Extracted data entries.
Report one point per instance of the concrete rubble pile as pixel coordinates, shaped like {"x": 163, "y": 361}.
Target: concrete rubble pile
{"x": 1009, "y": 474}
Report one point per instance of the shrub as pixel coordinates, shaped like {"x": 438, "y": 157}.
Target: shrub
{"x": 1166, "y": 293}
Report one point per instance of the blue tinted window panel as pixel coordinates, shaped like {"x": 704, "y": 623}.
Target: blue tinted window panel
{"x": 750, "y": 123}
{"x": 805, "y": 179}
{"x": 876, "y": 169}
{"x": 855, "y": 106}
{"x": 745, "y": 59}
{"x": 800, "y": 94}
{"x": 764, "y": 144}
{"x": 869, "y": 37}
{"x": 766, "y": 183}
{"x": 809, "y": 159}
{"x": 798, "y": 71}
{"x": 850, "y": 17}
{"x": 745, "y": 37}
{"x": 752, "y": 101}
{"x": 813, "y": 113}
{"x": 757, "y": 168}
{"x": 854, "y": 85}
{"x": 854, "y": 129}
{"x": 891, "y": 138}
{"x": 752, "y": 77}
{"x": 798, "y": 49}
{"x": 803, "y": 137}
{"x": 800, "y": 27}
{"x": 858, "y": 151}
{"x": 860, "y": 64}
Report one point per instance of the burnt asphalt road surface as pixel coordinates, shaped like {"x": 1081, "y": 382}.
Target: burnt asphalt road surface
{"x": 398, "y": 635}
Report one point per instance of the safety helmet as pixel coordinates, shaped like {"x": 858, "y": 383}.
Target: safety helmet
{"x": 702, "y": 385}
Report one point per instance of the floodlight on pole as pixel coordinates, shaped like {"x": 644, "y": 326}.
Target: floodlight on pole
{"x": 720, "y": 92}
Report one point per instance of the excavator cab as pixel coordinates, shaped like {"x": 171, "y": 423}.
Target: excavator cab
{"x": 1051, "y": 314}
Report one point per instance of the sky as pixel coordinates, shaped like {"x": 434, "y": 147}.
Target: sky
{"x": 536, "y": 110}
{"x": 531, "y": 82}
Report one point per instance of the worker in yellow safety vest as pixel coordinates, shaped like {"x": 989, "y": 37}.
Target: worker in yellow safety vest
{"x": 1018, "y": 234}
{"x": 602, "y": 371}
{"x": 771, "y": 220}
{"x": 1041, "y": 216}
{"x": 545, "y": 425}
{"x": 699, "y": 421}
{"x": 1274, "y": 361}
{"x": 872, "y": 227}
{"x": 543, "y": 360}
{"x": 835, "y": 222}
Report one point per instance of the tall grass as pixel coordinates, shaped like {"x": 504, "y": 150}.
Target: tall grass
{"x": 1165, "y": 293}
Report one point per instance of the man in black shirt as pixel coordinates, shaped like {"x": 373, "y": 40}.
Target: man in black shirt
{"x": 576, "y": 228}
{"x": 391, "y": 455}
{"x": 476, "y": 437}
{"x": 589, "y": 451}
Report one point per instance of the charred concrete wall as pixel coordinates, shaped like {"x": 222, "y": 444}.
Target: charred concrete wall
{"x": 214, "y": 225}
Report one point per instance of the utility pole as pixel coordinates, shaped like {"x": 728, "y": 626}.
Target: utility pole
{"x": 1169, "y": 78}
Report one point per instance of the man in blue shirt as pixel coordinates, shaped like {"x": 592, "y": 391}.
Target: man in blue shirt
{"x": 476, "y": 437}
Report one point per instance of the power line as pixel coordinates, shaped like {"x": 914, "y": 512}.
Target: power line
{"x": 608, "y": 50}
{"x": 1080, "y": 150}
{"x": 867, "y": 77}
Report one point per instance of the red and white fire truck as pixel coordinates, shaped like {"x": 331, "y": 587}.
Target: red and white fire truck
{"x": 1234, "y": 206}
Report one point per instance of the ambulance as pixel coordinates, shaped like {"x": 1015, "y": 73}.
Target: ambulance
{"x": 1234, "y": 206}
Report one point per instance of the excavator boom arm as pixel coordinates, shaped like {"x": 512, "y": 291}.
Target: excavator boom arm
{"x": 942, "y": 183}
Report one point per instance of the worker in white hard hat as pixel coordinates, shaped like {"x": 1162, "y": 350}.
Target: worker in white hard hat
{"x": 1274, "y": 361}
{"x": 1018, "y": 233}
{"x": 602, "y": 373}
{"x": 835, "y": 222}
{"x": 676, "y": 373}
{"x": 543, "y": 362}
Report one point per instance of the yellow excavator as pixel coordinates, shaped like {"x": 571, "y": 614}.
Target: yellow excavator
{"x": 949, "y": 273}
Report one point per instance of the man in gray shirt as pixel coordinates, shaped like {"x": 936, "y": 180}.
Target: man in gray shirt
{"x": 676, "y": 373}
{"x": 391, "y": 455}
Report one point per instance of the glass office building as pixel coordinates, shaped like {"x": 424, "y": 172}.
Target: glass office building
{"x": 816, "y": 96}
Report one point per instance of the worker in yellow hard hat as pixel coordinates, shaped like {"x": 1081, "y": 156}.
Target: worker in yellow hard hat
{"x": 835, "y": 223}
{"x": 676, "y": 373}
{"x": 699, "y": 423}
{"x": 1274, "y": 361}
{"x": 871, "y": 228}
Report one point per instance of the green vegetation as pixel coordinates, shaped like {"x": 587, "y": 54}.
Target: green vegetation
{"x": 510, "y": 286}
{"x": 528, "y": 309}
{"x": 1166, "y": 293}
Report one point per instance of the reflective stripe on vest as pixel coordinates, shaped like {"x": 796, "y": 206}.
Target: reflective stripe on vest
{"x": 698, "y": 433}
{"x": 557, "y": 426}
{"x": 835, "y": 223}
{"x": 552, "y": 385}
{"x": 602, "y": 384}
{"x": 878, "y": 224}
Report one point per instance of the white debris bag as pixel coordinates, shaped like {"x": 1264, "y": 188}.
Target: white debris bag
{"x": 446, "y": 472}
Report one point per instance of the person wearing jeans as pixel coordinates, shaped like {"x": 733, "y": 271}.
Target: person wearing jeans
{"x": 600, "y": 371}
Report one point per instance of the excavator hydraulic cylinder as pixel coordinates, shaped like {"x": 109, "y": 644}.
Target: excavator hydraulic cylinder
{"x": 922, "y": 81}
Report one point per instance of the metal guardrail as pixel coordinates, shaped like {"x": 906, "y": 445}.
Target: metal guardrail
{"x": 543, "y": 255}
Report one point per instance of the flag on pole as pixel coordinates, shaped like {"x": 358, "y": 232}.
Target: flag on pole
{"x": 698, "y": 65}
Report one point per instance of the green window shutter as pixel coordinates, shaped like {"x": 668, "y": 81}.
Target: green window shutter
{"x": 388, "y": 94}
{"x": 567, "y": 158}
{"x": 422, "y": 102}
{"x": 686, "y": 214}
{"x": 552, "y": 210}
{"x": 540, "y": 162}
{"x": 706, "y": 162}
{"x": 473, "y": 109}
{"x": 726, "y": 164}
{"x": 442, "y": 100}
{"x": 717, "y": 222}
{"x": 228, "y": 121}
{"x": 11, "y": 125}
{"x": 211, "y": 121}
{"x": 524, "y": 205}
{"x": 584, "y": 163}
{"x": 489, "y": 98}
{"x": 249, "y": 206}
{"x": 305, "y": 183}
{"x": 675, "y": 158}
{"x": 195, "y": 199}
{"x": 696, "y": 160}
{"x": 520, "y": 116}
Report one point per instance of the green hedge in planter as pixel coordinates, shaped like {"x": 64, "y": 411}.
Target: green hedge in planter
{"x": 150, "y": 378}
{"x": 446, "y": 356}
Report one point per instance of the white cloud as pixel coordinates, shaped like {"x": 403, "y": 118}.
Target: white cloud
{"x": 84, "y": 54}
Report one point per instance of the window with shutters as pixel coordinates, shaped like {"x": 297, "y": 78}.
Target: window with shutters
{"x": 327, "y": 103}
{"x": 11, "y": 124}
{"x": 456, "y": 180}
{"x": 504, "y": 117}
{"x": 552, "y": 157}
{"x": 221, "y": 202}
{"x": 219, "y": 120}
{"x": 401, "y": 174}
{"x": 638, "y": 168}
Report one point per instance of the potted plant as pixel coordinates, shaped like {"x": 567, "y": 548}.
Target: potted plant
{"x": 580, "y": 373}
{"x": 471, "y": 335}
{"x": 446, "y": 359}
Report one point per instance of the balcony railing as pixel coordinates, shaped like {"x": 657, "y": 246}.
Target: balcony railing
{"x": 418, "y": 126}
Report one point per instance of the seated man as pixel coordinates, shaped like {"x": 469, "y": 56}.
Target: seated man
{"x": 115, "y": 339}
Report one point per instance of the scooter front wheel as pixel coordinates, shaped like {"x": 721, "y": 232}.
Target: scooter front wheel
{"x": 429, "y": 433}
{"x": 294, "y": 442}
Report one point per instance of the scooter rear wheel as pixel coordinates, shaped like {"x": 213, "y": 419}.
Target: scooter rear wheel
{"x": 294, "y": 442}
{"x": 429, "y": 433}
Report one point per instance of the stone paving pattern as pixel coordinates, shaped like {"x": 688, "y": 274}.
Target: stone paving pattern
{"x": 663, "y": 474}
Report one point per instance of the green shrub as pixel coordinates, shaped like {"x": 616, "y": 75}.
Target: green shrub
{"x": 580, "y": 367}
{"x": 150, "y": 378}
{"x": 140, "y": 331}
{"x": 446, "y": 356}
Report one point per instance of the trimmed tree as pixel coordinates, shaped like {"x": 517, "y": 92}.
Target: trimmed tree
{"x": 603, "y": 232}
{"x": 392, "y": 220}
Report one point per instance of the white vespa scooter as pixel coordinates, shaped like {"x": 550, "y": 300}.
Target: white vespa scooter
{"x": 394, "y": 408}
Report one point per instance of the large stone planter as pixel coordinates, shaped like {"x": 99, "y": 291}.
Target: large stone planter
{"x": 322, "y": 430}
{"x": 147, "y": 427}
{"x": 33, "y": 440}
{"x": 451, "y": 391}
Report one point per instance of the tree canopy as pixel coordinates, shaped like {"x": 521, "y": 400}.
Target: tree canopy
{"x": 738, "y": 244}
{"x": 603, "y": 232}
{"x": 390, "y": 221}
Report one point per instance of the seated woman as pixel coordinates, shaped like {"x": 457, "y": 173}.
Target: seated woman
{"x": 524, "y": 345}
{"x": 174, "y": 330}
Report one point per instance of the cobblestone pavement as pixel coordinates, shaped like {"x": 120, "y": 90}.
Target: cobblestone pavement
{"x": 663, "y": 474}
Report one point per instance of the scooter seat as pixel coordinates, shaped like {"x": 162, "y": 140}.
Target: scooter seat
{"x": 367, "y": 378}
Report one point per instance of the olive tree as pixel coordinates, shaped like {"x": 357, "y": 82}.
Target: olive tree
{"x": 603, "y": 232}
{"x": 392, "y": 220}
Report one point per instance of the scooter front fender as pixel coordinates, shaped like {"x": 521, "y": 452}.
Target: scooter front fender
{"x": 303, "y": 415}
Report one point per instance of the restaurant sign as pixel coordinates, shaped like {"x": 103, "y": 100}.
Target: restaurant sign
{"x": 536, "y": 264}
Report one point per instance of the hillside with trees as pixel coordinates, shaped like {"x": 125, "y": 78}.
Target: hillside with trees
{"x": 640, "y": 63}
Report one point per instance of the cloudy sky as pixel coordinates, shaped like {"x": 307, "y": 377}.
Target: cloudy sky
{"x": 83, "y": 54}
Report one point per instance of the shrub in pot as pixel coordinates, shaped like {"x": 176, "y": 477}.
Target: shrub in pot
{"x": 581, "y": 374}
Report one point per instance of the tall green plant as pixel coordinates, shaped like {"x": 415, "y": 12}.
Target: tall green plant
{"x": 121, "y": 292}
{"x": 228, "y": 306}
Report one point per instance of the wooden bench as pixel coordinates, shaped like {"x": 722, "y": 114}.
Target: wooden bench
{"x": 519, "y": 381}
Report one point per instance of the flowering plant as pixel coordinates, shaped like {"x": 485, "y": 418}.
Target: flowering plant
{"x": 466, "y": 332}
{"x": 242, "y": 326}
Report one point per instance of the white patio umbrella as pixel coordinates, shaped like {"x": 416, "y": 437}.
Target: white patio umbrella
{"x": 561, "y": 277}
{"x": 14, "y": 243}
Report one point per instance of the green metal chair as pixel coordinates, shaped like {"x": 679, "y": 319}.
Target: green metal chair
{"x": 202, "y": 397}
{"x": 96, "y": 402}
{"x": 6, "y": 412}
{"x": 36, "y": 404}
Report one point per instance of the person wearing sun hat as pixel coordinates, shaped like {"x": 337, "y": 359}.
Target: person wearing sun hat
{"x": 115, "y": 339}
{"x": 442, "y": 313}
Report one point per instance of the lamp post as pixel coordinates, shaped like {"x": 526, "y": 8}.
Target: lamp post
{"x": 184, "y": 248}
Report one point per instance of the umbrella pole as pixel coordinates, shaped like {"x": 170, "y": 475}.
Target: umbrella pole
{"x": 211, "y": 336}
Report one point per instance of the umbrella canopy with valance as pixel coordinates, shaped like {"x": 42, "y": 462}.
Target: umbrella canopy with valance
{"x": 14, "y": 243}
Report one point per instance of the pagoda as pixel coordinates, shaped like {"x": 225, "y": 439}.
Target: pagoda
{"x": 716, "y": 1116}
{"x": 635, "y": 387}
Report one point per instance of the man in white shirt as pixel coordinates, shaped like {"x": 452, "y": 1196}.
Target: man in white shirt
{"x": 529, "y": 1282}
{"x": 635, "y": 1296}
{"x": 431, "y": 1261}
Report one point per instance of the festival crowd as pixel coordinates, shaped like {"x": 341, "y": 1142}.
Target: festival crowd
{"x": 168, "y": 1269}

Task to complete. For the lines above, output exactly those from the line containing "Report one point per instance of the balcony" through the line containing "Report one point per instance of the green shrub", and skip the others.

Solved problem.
Report one point per instance of the balcony railing as pixel coordinates, shaped like {"x": 657, "y": 246}.
Target: balcony railing
{"x": 418, "y": 126}
Report one point per instance of the seated man as pixel coordinates, shaped like {"x": 469, "y": 56}.
Target: seated man
{"x": 115, "y": 339}
Report one point per instance of the scooter front wheel as pixel coordinates, shaped like {"x": 721, "y": 232}.
Target: scooter front wheel
{"x": 429, "y": 433}
{"x": 294, "y": 442}
Report one point per instance of the scooter rear wheel as pixel coordinates, shaped like {"x": 213, "y": 419}.
Target: scooter rear wheel
{"x": 294, "y": 442}
{"x": 429, "y": 433}
Report one point per instance of the stone paving pattern as pixel coordinates, shaped like {"x": 688, "y": 274}.
Target: stone paving pattern
{"x": 663, "y": 474}
Report one point per instance of the green shrub as pixel coordinates, shaped like {"x": 616, "y": 75}.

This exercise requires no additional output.